AIM OF THE TASK: Copy every listing below word for word, keeping each line unchanged.

Dataset items:
== == ==

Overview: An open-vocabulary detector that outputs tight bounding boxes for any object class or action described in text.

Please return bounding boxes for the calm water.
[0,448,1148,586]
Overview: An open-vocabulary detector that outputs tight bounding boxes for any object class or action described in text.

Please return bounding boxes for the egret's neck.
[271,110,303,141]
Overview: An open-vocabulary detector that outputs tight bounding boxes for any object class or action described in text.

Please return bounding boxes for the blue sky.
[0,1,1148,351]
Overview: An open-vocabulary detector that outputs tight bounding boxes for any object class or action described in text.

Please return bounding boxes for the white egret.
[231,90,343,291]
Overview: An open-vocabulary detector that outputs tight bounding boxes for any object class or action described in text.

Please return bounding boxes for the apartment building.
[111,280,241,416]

== == ==

REPLY:
Overview: An open-vocabulary detector that outputs tight bounding boxes for any object class or action described in text.

Please return bounding boxes for the calm water.
[0,448,1148,586]
Overview: An open-vocabulary detector that outputs tight bounding boxes for any object class or action described in text.

Please return bounding boxes for the egret's neck.
[271,110,303,141]
Overview: An open-vocabulary detector that outputs tight bounding boxes for any object class or action described in text.

Please return bounding boxes for the blue sky.
[0,1,1148,351]
Overview: An open-vocabulary detector that outputs tight bounding boxes for any object class or action described in text.

Please return bounding boxes for the white egret.
[231,90,343,291]
Overview: An open-vocabulary detector that outputs tight bounding boxes for any object class or action described in text.

Please return bounding boxes for the apartment building.
[111,280,241,416]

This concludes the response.